[Labeling and segmentation records]
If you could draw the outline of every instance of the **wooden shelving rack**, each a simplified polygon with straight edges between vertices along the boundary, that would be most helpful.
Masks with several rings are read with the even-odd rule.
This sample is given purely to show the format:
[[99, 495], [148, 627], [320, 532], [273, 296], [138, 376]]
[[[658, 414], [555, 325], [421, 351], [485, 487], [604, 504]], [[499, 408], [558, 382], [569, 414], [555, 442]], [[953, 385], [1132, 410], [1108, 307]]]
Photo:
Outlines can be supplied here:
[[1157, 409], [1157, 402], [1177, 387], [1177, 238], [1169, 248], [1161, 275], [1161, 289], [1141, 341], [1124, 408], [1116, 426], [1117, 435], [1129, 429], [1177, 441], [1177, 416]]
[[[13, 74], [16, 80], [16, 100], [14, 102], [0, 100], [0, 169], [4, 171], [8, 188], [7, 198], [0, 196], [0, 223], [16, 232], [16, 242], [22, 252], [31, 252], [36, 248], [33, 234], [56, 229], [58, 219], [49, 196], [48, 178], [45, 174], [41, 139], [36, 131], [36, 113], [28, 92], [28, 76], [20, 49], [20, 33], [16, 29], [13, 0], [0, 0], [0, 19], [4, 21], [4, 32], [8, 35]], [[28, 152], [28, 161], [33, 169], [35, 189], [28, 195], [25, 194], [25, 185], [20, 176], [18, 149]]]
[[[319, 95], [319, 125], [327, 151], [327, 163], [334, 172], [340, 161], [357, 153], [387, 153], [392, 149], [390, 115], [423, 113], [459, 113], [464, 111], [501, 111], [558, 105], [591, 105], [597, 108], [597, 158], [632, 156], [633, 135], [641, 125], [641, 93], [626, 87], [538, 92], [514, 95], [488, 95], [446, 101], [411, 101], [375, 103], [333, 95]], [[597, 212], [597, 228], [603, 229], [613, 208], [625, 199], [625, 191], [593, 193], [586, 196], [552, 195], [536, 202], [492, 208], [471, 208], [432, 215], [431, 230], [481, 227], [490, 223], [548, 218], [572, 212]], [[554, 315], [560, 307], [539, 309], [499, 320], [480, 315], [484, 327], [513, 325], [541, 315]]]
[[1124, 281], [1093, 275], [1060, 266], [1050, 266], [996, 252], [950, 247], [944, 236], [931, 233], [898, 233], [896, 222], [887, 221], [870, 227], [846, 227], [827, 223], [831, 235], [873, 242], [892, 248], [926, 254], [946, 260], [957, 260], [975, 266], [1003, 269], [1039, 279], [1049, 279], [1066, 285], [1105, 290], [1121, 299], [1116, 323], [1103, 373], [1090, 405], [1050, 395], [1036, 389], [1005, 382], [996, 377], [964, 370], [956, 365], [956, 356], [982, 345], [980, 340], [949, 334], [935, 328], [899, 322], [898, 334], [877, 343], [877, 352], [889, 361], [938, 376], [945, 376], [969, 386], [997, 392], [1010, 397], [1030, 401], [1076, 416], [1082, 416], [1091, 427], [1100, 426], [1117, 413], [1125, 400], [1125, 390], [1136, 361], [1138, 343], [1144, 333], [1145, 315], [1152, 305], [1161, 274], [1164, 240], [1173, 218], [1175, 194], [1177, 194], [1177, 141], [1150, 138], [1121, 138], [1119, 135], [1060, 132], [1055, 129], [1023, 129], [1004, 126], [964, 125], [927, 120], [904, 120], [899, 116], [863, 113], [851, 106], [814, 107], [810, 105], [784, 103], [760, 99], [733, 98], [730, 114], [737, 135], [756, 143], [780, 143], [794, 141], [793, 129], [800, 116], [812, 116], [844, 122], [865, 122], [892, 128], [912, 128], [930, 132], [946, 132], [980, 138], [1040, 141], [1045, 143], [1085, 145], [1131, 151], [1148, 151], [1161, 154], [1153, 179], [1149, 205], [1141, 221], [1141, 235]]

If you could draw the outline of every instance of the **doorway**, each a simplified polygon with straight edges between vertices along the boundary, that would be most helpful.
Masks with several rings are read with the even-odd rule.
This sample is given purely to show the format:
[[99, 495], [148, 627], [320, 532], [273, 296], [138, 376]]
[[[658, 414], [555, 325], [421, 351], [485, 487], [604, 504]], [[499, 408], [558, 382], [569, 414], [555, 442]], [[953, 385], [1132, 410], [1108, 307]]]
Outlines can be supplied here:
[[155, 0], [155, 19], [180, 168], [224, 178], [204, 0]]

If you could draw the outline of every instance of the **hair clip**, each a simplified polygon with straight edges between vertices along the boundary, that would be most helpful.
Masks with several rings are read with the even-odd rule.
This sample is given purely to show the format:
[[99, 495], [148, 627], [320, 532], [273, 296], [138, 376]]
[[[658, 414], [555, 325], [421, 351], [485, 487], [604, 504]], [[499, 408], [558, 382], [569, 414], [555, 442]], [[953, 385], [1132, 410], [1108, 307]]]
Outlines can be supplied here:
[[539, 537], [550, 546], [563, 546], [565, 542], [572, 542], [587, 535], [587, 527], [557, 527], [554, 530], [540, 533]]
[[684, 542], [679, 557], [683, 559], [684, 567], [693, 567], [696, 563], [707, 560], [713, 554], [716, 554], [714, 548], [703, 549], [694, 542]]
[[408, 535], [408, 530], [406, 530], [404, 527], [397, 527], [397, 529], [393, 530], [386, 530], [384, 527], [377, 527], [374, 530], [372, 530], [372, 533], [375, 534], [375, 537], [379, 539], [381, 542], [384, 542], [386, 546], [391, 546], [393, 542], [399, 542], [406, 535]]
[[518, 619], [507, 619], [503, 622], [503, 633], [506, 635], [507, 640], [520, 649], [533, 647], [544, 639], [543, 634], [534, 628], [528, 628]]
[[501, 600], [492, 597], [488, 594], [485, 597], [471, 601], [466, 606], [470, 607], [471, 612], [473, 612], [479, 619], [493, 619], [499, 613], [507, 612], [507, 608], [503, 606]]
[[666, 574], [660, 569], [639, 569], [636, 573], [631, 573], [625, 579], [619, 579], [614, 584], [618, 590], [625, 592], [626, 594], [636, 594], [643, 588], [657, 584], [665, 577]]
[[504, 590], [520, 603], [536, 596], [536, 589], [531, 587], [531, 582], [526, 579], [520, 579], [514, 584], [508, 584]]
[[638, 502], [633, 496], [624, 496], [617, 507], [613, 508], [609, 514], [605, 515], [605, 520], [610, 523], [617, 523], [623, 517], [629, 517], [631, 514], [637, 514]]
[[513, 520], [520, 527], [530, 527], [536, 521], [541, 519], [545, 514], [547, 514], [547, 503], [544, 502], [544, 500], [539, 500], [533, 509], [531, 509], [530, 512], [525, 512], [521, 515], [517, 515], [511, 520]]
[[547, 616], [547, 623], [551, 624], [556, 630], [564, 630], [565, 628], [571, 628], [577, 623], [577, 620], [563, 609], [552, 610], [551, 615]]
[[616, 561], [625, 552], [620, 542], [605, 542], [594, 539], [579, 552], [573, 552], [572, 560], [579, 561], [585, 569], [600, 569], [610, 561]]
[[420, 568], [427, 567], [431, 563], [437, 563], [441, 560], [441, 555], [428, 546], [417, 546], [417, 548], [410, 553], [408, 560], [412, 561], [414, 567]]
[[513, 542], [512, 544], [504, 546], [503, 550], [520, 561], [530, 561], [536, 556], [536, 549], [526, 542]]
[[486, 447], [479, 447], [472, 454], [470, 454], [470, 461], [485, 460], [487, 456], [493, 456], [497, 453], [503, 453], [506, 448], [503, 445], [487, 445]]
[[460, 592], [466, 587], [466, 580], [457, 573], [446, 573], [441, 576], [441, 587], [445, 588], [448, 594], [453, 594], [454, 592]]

**Task**
Rewrite the material above in full, swapping "even-odd rule" for "nonzero winding rule" wherever it occurs and keeping everything else unchanged.

**Written solution**
If you could draw the outline of every instance of the **wooden shelving rack**, each a simplified polygon with straight edges between vertices along the boundary, that would be most helpful.
Masks with several rings are read with the nonzero winding rule.
This sample is given purely to show the format:
[[99, 495], [148, 627], [320, 532], [273, 296], [138, 376]]
[[[658, 414], [555, 325], [421, 351], [485, 487], [604, 504]], [[499, 408], [558, 382], [569, 414], [555, 442]], [[953, 385], [1132, 410], [1108, 307]]]
Photo:
Outlines can be supplied here:
[[1157, 409], [1157, 402], [1177, 387], [1177, 238], [1169, 248], [1161, 275], [1161, 289], [1141, 341], [1124, 408], [1116, 426], [1117, 435], [1129, 429], [1177, 441], [1177, 416]]
[[[13, 74], [16, 80], [16, 100], [14, 102], [0, 100], [0, 169], [4, 171], [8, 188], [7, 198], [0, 196], [0, 223], [16, 232], [16, 242], [22, 252], [31, 252], [36, 248], [33, 234], [56, 229], [58, 219], [49, 196], [48, 178], [45, 174], [41, 139], [36, 131], [36, 113], [28, 92], [28, 76], [20, 49], [20, 33], [16, 29], [13, 0], [0, 0], [0, 19], [4, 21], [4, 32], [8, 35]], [[28, 152], [28, 161], [33, 169], [35, 189], [28, 195], [25, 194], [25, 185], [20, 176], [18, 149]]]
[[[319, 95], [319, 125], [327, 151], [327, 163], [334, 172], [340, 161], [357, 153], [387, 153], [392, 149], [390, 115], [423, 113], [459, 113], [464, 111], [501, 111], [558, 105], [591, 105], [597, 108], [597, 158], [632, 156], [633, 135], [641, 125], [641, 93], [626, 87], [538, 92], [514, 95], [488, 95], [446, 101], [411, 101], [375, 103], [333, 95]], [[597, 212], [597, 228], [603, 229], [613, 208], [625, 199], [625, 191], [593, 193], [586, 196], [552, 195], [536, 202], [492, 208], [471, 208], [432, 215], [431, 230], [481, 227], [490, 223], [548, 218], [572, 212]], [[554, 315], [560, 307], [539, 309], [499, 320], [480, 315], [484, 327], [513, 325], [541, 315]]]
[[1124, 281], [1093, 275], [1060, 266], [1050, 266], [996, 252], [950, 247], [944, 236], [931, 233], [898, 233], [896, 222], [887, 221], [870, 227], [846, 227], [827, 223], [831, 235], [873, 242], [892, 248], [926, 254], [946, 260], [957, 260], [975, 266], [1003, 269], [1039, 279], [1049, 279], [1066, 285], [1105, 290], [1121, 299], [1116, 323], [1103, 373], [1090, 405], [1050, 395], [1036, 389], [1005, 382], [996, 377], [964, 370], [956, 365], [956, 356], [982, 345], [980, 340], [949, 334], [935, 328], [899, 322], [898, 334], [877, 343], [877, 352], [889, 361], [938, 376], [945, 376], [969, 386], [997, 392], [1010, 397], [1030, 401], [1076, 416], [1082, 416], [1091, 427], [1100, 426], [1117, 413], [1125, 400], [1125, 390], [1136, 361], [1138, 343], [1144, 333], [1145, 315], [1152, 305], [1161, 274], [1164, 240], [1173, 218], [1175, 194], [1177, 194], [1177, 141], [1150, 138], [1121, 138], [1119, 135], [1060, 132], [1055, 129], [1023, 129], [1004, 126], [964, 125], [927, 120], [904, 120], [899, 116], [863, 113], [851, 106], [814, 107], [810, 105], [784, 103], [760, 99], [733, 98], [730, 114], [737, 135], [756, 143], [780, 143], [794, 141], [793, 129], [800, 116], [812, 116], [844, 122], [865, 122], [892, 128], [912, 128], [930, 132], [946, 132], [980, 138], [1040, 141], [1045, 143], [1085, 145], [1131, 151], [1148, 151], [1161, 154], [1153, 179], [1149, 205], [1141, 221], [1141, 235]]

If you could draw the outline of every instance of the **doorway**, each a simplified polygon with straight edges between vertices along the boundary, that would be most helpful.
Masks with several rings are read with the nonzero winding rule.
This sample is given purely to show the format:
[[99, 495], [148, 627], [320, 532], [273, 296], [138, 376]]
[[[658, 414], [555, 325], [421, 351], [485, 487], [604, 504]], [[499, 408], [558, 382], [569, 414], [555, 442]], [[953, 385], [1132, 410], [1108, 307]]]
Outlines can be supplied here:
[[155, 0], [155, 19], [180, 168], [224, 178], [204, 0]]

If you could draw the outline of every instance of the **hair clip**, each a simplified polygon with straight edges between vertices along the boundary, that would be most helpful.
Masks with several rings are read with the nonzero winding rule.
This sample is given purely to show the format:
[[99, 495], [148, 627], [320, 532], [273, 296], [138, 376]]
[[[658, 414], [555, 325], [421, 351], [485, 487], [604, 504]], [[499, 408], [558, 382], [569, 414], [555, 442]], [[953, 385], [1132, 410], [1108, 307]]]
Outlines can be supplied here:
[[539, 537], [550, 546], [563, 546], [565, 542], [572, 542], [587, 535], [587, 527], [557, 527], [554, 530], [540, 533]]
[[684, 542], [679, 557], [683, 559], [684, 567], [693, 567], [696, 563], [707, 560], [713, 554], [716, 554], [714, 548], [703, 549], [694, 542]]
[[408, 535], [408, 530], [406, 530], [404, 527], [397, 527], [397, 529], [393, 530], [386, 530], [384, 527], [377, 527], [374, 530], [372, 530], [372, 533], [375, 534], [375, 537], [379, 539], [381, 542], [384, 542], [386, 546], [391, 546], [393, 542], [399, 542], [406, 535]]
[[518, 619], [507, 619], [503, 622], [503, 633], [506, 635], [507, 640], [520, 649], [533, 647], [544, 639], [543, 634], [534, 628], [528, 628]]
[[501, 600], [492, 597], [488, 594], [485, 597], [471, 601], [466, 606], [470, 607], [471, 612], [473, 612], [479, 619], [493, 619], [499, 613], [507, 612], [507, 608], [503, 606]]
[[666, 574], [660, 569], [639, 569], [636, 573], [631, 573], [625, 579], [619, 579], [614, 584], [618, 590], [625, 592], [626, 594], [636, 594], [643, 588], [657, 584], [665, 577]]
[[504, 590], [520, 603], [536, 596], [536, 589], [531, 587], [531, 582], [526, 579], [520, 579], [514, 584], [508, 584]]
[[638, 502], [633, 496], [624, 496], [617, 507], [613, 508], [609, 514], [605, 515], [605, 520], [610, 523], [617, 523], [623, 517], [629, 517], [631, 514], [637, 514]]
[[513, 520], [520, 527], [530, 527], [536, 521], [541, 519], [545, 514], [547, 514], [547, 503], [544, 502], [544, 500], [539, 500], [533, 509], [531, 509], [530, 512], [525, 512], [521, 515], [517, 515], [511, 520]]
[[547, 616], [547, 623], [551, 624], [556, 630], [564, 630], [565, 628], [571, 628], [577, 623], [577, 620], [563, 609], [552, 610], [551, 615]]
[[616, 561], [625, 552], [620, 542], [605, 542], [594, 539], [579, 552], [573, 552], [572, 560], [579, 561], [585, 569], [600, 569], [610, 561]]
[[420, 568], [427, 567], [431, 563], [437, 563], [441, 560], [441, 555], [428, 546], [417, 546], [417, 548], [410, 553], [408, 560], [412, 561], [414, 567]]
[[513, 542], [512, 544], [504, 546], [503, 550], [520, 561], [530, 561], [536, 556], [536, 549], [526, 542]]
[[486, 447], [479, 447], [472, 454], [470, 454], [470, 461], [485, 460], [487, 456], [493, 456], [497, 453], [503, 453], [506, 448], [503, 445], [487, 445]]
[[460, 592], [466, 587], [466, 580], [457, 573], [446, 573], [441, 576], [441, 587], [445, 588], [448, 594], [453, 594], [454, 592]]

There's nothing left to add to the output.